Consignes —
a – D'après l'extrait sur Mencius ci-dessous, quelles sont les deux façons d'étudier ?
b – Poursuivez l'extrait sur Mencius à la suite de sa dernière phrase.

Extrait du document —
>>>

Tous les hommes peuvent égaler Yao [un des cinq empereurs mythiques, environ 2200 av. J.-C.] et Shun [sage mythique du XXIIe s. av. J.-C.] [23].

Confucius s’en retournerait dans sa tombe.

De plus, quels que soient la commisération et le paradoxe immanent face aux proches, la source de la subversion de la base idéologique de Confucius se trouve implicitement chez Mencius dans les pensées sur le fait de servir les parents dans le Li Lou. Mencius parle des trois générations de père et fils de Zengzi [505-435 av. J.-C., connu pour sa piété filiale], mais dans Mencius, apparaissent plusieurs disciples sans pour autant qu’il en vienne à parler de son Maître Sizi. Ainsi savoir qui fut le maître de Mencius reste une énigme de l’Histoire. Nous obtenons par là la preuve que la pensée de Mencius concernant les services devant être rendus aux parents ne trouve pas son origine dans la piété envers un père.

De ce fait, elle ne peut que provenir de ce très clair « servir sa mère » toute une vie. Le texte présent montre que Mencius supporte la loi du Nom du Père transmise par la mère de Mencius et qu’il y a deux façons d’étudier. L’une c’est de vouloir étudier, l’autre c’est d’étudier pour sa mère. La philosophie de ce « servir la mère » est une preuve directe de l’étude pour la mère.



3    Le complexe de la mère de Mencius

Les paraboles de la mère de Mencius ainsi que l’expérience démontrée dans la philosophie des réactions de Mencius face à sa mère contiennent une spécificité dans le sens psychanalytique.


3.1    La mère-terre [déesse mère] et le phallus

La femme est le phallus, l’homme détient le phallus, c’est l’opinion lucide de Lacan de la définition homme-femme. La mère de Mencius face à Mencius et face à la réussite complète dans la relation mère-fils, réalise le dépassement de la loi du Nom du Père par le biais de la reconstruction subversive de la pensée confucéenne de Mencius dans la théorie de base. Bien que tout ce que dise la mère de Mencius tende à soutenir la loi du Nom du Père, dans la relation spéculaire qui existe forcément entre Mencius et sa mère, tout ce à quoi parvient la subversion de Mencius contient le désir inconscient de la mère de Mencius.


[24]

L’insistance de la mère de Mencius envers le Nom du Père part de ∀x Φx – cette règle inconsciente qui n’a pas de phallus et de toute une vie ne connaîtra pas de renoncement, c'est-à-dire ∃x-Φx n’ayant pas de femme, n’est pas un phallus. Cette logique de nature paradoxale dans l’expérience n’a pas émergé chez la mère de Mencius. La mère de Mencius comme personne réelle a subi la castration. C’est par le succès de Mencius, par le succès que Mencius a obtenu 1000 ans après sa mort, par la reconnaissance et l’estime, que la mère de Mencius a obtenue bien après un jugement positif : ∃xΦx, c’est le phallus. On peut l’analyser ainsi :

Lors du premier moment, la mère de Mencius soutient le Nom du Père, mais il existe un désir inconscient de dépasser le Nom du Père.

Lors du deuxième moment, Mencius développe de façon subversive la théorie de Confucius, ce qui constitue une réaction à l’influence véhiculée par la mère de Mencius en tant que hors du Nom du Père ; en même temps c’est l’identification du hors du Nom du Père envers la mère de Mencius.

<<<

Données —

>>>

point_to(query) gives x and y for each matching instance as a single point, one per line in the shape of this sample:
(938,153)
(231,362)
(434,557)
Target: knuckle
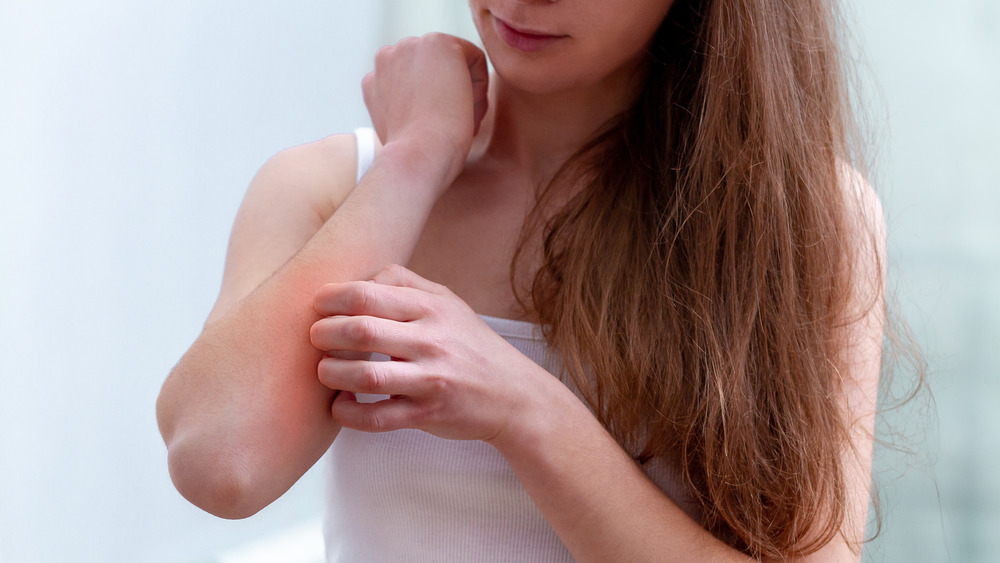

<<<

Réponses —
a – Vouloir étudier, et étudier pour sa mère.

b –
Lors du troisième moment, Mencius expérimente une très longue histoire, et finit par être complètement reconnu comme sage par les élites intellectuelles. Le désir inconscient de la mère de Mencius peut se réaliser.

Si tout le processus ne fait que tourner autour du phallus, ce processus est clair et s’accorde au fil de l’Histoire. Revenant au point de départ, la mère de Mencius est une personne ayant reçu la castration, donc elle doit aussi avoir ressenti une angoisse de castration, une angoisse telle qu’elle a été transmise à Mencius ; Mencius qui devrait comme Confucius exprimer une insatisfaction telle que : « Je ne vois ni phénix arriver, ni dessin sortir du fleuve. C’en est fait de moi (de ma doctrine) » [25]. Mais Mencius est en fait un contre-exemple, et en plus c’est dans l’histoire du confucianisme un contre-exemple rarissime. Son : « dès l’âge de quarante ans, je n’avais plus aucune émotion. » [26] fait face au plus grand échec. Il quitte l’État de Qi à la mort de sa mère et dit à ses disciples « quel serait à notre époque le grand sage qui préparerait la restauration, si ce n’était moi ? ». Cette exclamation est à l’opposé des soupirs de Confucius.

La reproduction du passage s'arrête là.